(Data entries)
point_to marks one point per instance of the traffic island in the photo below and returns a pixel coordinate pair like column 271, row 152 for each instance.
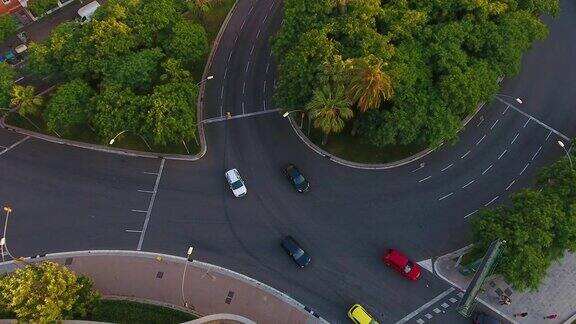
column 191, row 286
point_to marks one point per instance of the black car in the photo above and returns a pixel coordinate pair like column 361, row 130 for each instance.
column 294, row 249
column 482, row 318
column 296, row 178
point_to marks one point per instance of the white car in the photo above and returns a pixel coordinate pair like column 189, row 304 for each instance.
column 236, row 183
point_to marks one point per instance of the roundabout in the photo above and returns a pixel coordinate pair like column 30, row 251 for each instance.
column 67, row 198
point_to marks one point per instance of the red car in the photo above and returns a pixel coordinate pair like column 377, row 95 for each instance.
column 402, row 264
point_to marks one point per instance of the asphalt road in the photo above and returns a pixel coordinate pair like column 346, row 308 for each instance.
column 69, row 199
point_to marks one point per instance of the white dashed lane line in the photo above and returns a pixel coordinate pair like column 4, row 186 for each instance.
column 445, row 196
column 480, row 141
column 469, row 183
column 424, row 179
column 447, row 167
column 472, row 213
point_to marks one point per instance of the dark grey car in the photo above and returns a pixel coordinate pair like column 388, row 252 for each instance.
column 294, row 249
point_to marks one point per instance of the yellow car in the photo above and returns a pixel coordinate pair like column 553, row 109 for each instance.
column 359, row 315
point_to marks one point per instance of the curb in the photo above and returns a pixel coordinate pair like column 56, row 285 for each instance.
column 203, row 265
column 134, row 153
column 200, row 101
column 486, row 304
column 377, row 166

**Aim of the task**
Please print out the entries above exactly. The pictures stay out.

**Exercise output**
point_to marks one point per instance of the traffic island in the photo below and returns a pixel coordinate pair like column 271, row 152 for each instance.
column 191, row 286
point_to marks one point per instance of the black car in the photo above and returns a pixel coordinate pair like column 361, row 130 for each instance.
column 294, row 249
column 482, row 318
column 296, row 178
point_to marks one point per instance of the white car in the photo above and returns a pixel coordinate pair like column 189, row 304 for each instance.
column 236, row 183
point_to marks one point per instance of the roundabout in the photo above and returns a pixel coordinate pair like column 30, row 251 for each instance.
column 67, row 198
point_to marks one point per instance of the red car in the photo above and returns a pixel coordinate pair like column 377, row 95 for each instance.
column 402, row 264
point_to marks one point per instance of the asphalt road in the photo above and returns a pixel coordinate pair like column 346, row 308 for each instance.
column 69, row 199
point_to marks one point per instance of the white dashed lane line in the photo above and returns a pixel coordinate pair like column 4, row 186 for each instance.
column 445, row 196
column 480, row 141
column 469, row 183
column 424, row 179
column 447, row 167
column 472, row 213
point_to marks one point per instance of the dark grey car in the photo above and returns a pixel coordinate pair like column 388, row 252 for each instance.
column 294, row 249
point_to marks one point per instance of the yellow car in the photo above and returns a pixel coordinate pair like column 553, row 109 for each instance.
column 359, row 315
point_to marks one point per instance of the curb in the photo above and returns a pixel coordinate pair like column 56, row 285 for each instance.
column 203, row 265
column 134, row 153
column 200, row 101
column 486, row 304
column 377, row 166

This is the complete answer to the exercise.